It is time to introduce ST analysis for fetal monitoring in the labor ward?

After a thorough evaluation of the published data, the authors of this commentary take a definite position in favor of ST analysis in clinical practice. The basis for their standpoint is the solid fundament of experimental data revealing the importance of changes in the ST waveform of the fetal ECG for identification of intrauterine hypoxia. In addition, it is a fact that compared to the alternative of using FBS during labor, ST analysis is less invasive (only needing one perforation of the scalp), and ST information is available momentarily and continuously and thus time-saving, while FBS only gives punctual information with a delayed decision-to-result up to 18 minutes.

Five randomized controlled trials (RCT) have been published, showing an overall result of 20-30% reduction of severe arterial metabolic acidosis, a 45% reduction of the use of FBS and a 10% reduction in operative vaginal deliveries.

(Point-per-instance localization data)
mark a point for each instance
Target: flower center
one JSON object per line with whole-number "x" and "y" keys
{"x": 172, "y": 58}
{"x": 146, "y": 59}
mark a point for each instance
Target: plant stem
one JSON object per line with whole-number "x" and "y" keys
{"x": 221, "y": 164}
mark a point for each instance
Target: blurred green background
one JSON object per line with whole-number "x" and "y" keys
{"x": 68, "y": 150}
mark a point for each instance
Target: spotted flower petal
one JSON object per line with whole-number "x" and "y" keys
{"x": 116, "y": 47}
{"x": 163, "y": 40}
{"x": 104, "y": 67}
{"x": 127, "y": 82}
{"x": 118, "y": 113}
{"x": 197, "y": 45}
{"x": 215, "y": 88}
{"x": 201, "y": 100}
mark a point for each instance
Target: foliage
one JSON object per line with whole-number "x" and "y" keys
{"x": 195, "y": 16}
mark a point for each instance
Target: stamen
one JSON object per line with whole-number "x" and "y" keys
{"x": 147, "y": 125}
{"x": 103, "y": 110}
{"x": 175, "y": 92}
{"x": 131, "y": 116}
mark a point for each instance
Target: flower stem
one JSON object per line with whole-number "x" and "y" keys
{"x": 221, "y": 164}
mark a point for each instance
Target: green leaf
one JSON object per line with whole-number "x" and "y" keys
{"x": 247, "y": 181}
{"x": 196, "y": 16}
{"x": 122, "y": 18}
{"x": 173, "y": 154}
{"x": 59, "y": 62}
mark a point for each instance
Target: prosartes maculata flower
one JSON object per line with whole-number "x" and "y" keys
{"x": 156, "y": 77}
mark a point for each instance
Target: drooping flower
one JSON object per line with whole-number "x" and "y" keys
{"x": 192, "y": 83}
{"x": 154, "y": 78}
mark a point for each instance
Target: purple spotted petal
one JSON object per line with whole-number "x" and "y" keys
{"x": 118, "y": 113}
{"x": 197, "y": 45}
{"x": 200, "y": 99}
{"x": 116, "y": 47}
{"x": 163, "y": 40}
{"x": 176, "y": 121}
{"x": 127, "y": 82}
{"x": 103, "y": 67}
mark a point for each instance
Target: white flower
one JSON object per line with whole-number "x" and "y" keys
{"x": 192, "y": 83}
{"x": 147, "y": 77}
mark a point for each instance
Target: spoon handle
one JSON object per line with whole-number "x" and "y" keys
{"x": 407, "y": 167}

• _STUDY QUESTIONS_
(A) List each percentage reduction that the text on ST analysis for fetal monitoring reports from the randomized controlled trials, together with what was reduced.
(B) Based on the text on ST analysis for fetal monitoring, answer yes or no to each statement and quote the words that decide it: (i) ST analysis requires only one perforation of the scalp. (ii) FBS provides continuous information during labor. (iii) Three randomized controlled trials on ST analysis have been published.
(C) Proceed with the commentary on ST analysis for fetal monitoring, starting after its last sentence.
The records have nothing to do with the text on ST analysis.

• _SOLVED PROBLEMS_
(A)
- 20-30% reduction of severe arterial metabolic acidosis
- 45% reduction of the use of FBS
- 10% reduction in operative vaginal deliveries

(B)
(i) Yes: "only needing one perforation of the scalp"
(ii) No: "FBS only gives punctual information with a delayed decision-to-result up to 18 minutes"
(iii) No: "Five randomized controlled trials (RCT) have been published"

(C)
A clear learning curve was found in one of the larger RCTs, with increasingly better results in the ST+CTG group in the second part of the study. Obtaining enough knowledge to gain confidence in a new technology takes time and the presence of a learning curve therefore seems logical, and this is apparent in observational studies on neonatal outcome in the years following the introduction of ST analysis.

In a Swedish hospital (Mölndal), the usage of ST analysis over seven years increased from 29% to 69% while the incidence of cord artery metabolic acidosis decreased from 0.72% to 0.06%. A Norwegian hospital (Bergen) reported five-year data with an increased usage of ST from 20% to 33% of labors, and a decrease from 13 to 5 annual cases of severe metabolic acidosis in this group, while the overall incidence of cesarean deliveries fell slightly. A large London hospital (St. George’s) also reported five-year data, showing that training in CTG-interpretation and competency testing was associated with a fall in severe metabolic acidosis from 1.35% to 0.76%, neonatal death from 1.7 to 1.3/1000 and a decrease in emergency cesarean deliveries from 15% to 9%. A recent study has shown that the risk of an adverse neonatal outcome after monitoring with CTG+ST analysis was dependent on the time between an indication of hypoxia and delivery.

Several additional benefits of using the ST technology are listed (see table below) and the authors’ viewpoint is that the reported progressive improvements in outcome most likely are a result of a combination of all these factors. In addition, two different studies have shown that ST analysis is cost-effective compared to CTG alone.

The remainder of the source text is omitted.